(Labels for object points)

★ ★ ★ ★ ★ ★ ★

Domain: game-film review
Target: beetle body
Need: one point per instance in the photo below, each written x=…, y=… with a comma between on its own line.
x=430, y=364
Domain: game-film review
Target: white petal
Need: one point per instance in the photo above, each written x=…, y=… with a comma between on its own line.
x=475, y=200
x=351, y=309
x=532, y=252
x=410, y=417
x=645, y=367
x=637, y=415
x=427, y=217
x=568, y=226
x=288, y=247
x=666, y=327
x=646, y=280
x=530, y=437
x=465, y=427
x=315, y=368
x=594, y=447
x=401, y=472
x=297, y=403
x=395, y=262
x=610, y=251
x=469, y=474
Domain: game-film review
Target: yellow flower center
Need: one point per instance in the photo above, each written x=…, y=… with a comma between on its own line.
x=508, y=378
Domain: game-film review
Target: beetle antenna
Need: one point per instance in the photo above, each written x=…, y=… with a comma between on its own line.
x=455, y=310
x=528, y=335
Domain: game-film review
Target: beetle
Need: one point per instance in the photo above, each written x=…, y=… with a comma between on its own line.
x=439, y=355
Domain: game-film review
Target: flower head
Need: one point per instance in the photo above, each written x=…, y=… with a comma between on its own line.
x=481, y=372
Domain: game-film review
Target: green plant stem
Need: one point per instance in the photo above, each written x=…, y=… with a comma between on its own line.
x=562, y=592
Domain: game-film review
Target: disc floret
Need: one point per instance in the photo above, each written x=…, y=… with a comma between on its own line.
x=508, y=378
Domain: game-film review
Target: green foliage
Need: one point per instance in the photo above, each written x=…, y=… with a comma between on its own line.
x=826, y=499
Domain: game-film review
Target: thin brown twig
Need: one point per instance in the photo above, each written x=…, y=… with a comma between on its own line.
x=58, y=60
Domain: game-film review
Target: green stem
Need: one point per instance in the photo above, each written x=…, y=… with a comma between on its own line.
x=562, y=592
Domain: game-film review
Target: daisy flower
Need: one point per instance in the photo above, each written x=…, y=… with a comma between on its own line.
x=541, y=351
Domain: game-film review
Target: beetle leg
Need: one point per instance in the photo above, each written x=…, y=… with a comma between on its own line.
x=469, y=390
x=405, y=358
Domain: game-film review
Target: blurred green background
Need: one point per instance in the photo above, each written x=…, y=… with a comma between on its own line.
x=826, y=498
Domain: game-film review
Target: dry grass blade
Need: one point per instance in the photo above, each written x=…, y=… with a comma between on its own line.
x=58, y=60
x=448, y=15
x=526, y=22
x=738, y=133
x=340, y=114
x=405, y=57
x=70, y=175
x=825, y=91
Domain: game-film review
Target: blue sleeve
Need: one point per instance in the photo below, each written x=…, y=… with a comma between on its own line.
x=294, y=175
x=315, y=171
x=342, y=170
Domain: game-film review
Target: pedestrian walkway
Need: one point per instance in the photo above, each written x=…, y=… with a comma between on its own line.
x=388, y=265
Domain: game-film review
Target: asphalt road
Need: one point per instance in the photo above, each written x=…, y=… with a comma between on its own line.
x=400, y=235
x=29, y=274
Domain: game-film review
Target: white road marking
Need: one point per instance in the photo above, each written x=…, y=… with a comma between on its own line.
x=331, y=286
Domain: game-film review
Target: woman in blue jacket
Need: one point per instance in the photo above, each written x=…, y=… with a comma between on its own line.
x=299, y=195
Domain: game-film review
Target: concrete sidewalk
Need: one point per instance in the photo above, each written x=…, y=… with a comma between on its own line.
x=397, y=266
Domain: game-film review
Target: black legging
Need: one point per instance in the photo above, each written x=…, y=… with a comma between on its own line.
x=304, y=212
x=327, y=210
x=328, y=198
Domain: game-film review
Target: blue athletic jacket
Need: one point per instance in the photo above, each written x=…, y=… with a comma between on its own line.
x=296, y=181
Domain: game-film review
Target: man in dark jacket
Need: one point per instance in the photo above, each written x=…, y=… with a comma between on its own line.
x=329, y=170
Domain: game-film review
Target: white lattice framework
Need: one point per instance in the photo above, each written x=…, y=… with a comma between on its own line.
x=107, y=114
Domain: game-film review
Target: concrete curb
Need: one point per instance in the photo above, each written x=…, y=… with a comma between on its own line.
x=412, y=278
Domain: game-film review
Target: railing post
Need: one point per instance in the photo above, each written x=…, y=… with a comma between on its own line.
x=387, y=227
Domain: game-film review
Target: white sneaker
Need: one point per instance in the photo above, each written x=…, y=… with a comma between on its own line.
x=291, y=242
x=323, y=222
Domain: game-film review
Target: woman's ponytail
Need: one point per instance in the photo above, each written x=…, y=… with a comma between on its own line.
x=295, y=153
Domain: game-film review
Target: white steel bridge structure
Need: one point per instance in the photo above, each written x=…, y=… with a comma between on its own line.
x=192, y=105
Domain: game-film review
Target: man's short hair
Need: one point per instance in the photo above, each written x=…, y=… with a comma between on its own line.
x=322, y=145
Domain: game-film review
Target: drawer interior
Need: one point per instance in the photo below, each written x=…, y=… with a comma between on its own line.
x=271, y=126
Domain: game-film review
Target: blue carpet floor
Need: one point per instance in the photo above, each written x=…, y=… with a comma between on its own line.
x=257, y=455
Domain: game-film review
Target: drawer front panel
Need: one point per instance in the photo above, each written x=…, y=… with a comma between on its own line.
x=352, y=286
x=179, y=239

★ ★ ★ ★ ★ ★ ★

PROBLEM STATEMENT -
Reproduce all of the entries above word for word, keeping every line unchanged.

ANSWER FOR THIS EXERCISE -
Domain: game-film review
Target: beetle body
Need: one point per instance in the photo below, each written x=…, y=… with a comma between on its own line.
x=430, y=364
Domain: game-film review
Target: white petal
Need: one point per instance in the photo above, each written x=…, y=… with a comma between on its own line.
x=475, y=200
x=351, y=309
x=532, y=252
x=410, y=417
x=645, y=367
x=637, y=415
x=427, y=217
x=568, y=226
x=288, y=247
x=666, y=327
x=646, y=280
x=530, y=437
x=465, y=427
x=315, y=368
x=594, y=447
x=401, y=472
x=297, y=403
x=395, y=262
x=610, y=251
x=469, y=474
Domain: game-film review
Target: yellow flower center
Need: one point per instance in the photo above, each written x=…, y=… with a comma between on its own line.
x=508, y=378
Domain: game-film review
Target: beetle antenna
Need: one point per instance in the photo above, each written x=…, y=… with a comma between on its own line.
x=455, y=310
x=528, y=335
Domain: game-film review
Target: beetle
Need: one point per instance in the photo above, each written x=…, y=… with a comma between on its own line.
x=439, y=355
Domain: game-film review
Target: flower head
Need: one point per instance in the photo above, each written x=…, y=… with a comma between on its own line.
x=481, y=372
Domain: game-film review
Target: green plant stem
Need: one point per instance in the photo above, each written x=…, y=… with a comma between on its own line.
x=562, y=592
Domain: game-film review
Target: disc floret
Need: one point per instance in the photo above, each written x=…, y=… with a comma between on its own line.
x=508, y=378
Domain: game-film review
Target: green foliage
Need: one point per instance in the photo above, each written x=…, y=… with a comma between on its own line.
x=826, y=499
Domain: game-film review
Target: thin brown twig
Need: one point per instance in the photo above, each written x=…, y=… with a comma between on its own line.
x=58, y=60
Domain: game-film review
Target: green stem
Need: one point per instance in the photo above, each written x=…, y=… with a comma between on its own line.
x=562, y=592
Domain: game-film review
Target: daisy flower
Need: one point per instance in the photo above, each written x=…, y=… with a comma between on its own line.
x=541, y=351
Domain: game-film review
Target: beetle leg
Need: one point per instance in the photo above, each written x=…, y=… with a comma between on its own line.
x=469, y=390
x=405, y=358
Domain: game-film review
Target: blurred green background
Need: one point per instance in the photo above, each written x=…, y=… with a comma between on its own line.
x=826, y=498
Domain: game-film review
Target: dry grass blade
Need: one point per instance in the photo above, each written x=…, y=… with a comma between on its own line.
x=58, y=60
x=448, y=15
x=526, y=22
x=738, y=133
x=340, y=114
x=405, y=57
x=70, y=175
x=825, y=91
Domain: game-film review
Target: blue sleeve
Need: one point per instance in the photo below, each written x=…, y=… with a comma between on its own line.
x=294, y=175
x=315, y=171
x=342, y=170
Domain: game-film review
Target: pedestrian walkway
Need: one point per instance in the photo above, each written x=…, y=… with a comma between on its own line.
x=388, y=265
Domain: game-film review
Target: asphalt road
Need: one point per instance in the photo above, each written x=…, y=… with a comma between on its own line.
x=400, y=235
x=29, y=274
Domain: game-film review
Target: white road marking
Need: one point per instance in the photo above, each written x=…, y=… with a comma between on its own line.
x=331, y=286
Domain: game-film review
Target: woman in blue jacket
Need: one point per instance in the photo above, each written x=…, y=… with a comma between on its own line.
x=299, y=195
Domain: game-film review
Target: concrete sidewalk
Need: one point per instance in the photo above, each written x=…, y=… with a comma between on its own line.
x=397, y=266
Domain: game-film review
Target: black legging
Need: one point per instance in the photo above, each written x=…, y=… with a comma between on its own line.
x=304, y=212
x=327, y=210
x=328, y=198
Domain: game-film review
Target: blue athletic jacket
Need: one point per instance in the photo above, each written x=…, y=… with a comma between on its own line.
x=296, y=181
Domain: game-film review
Target: man in dark jacket
Need: one point per instance in the photo above, each written x=…, y=… with a comma between on its own line.
x=329, y=170
Domain: game-film review
Target: white lattice framework
Need: one point per instance in the photo above, each written x=…, y=… with a comma between on its own line.
x=107, y=114
Domain: game-film review
Target: concrete curb
Need: one point per instance in the photo above, each written x=…, y=… with a comma between on its own line.
x=412, y=278
Domain: game-film review
Target: railing post
Need: one point per instance in the photo above, each written x=…, y=… with a comma between on its own line.
x=387, y=227
Domain: game-film review
Target: white sneaker
Need: one point per instance in the photo above, each written x=…, y=… with a comma between on its own line.
x=291, y=242
x=323, y=222
Domain: game-film review
Target: woman's ponytail
Need: one point per instance in the photo above, each written x=…, y=… with a comma between on its own line.
x=295, y=153
Domain: game-film review
Target: white steel bridge structure
Need: one point per instance in the photo above, each written x=…, y=… with a comma between on its own line.
x=192, y=105
Domain: game-film review
Target: man's short hair
Need: one point per instance in the photo above, each written x=…, y=… with a comma between on its own line.
x=322, y=145
Domain: game-film review
Target: drawer interior
Need: one point per instance in the photo below, each written x=…, y=… with a comma between on its own line.
x=271, y=126
Domain: game-film review
Target: blue carpet floor
Need: one point per instance in the photo above, each written x=…, y=… with a comma between on its own line.
x=257, y=455
Domain: game-film review
Target: drawer front panel
Need: one point per instance in the photo above, each written x=…, y=… with a comma between on its own line.
x=352, y=286
x=179, y=239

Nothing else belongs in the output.